--- Required task ---
Rewrite the entries that follow, changing "rectangle" to "bounding box" and leaving every other word as it is.

-=-=-=-=-

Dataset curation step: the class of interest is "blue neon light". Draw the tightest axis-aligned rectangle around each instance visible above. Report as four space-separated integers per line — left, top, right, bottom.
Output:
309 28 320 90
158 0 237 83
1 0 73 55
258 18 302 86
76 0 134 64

-=-=-=-=-

--- Complete output ---
Dataset curation step: the class of interest is "blue neon light". Draw the tightest axis-aligned bounding box around each instance visible above. Report as four space-separated integers per line — left, top, right, bottom.
Output:
309 28 320 90
158 0 237 83
1 0 73 55
258 18 302 86
76 0 134 64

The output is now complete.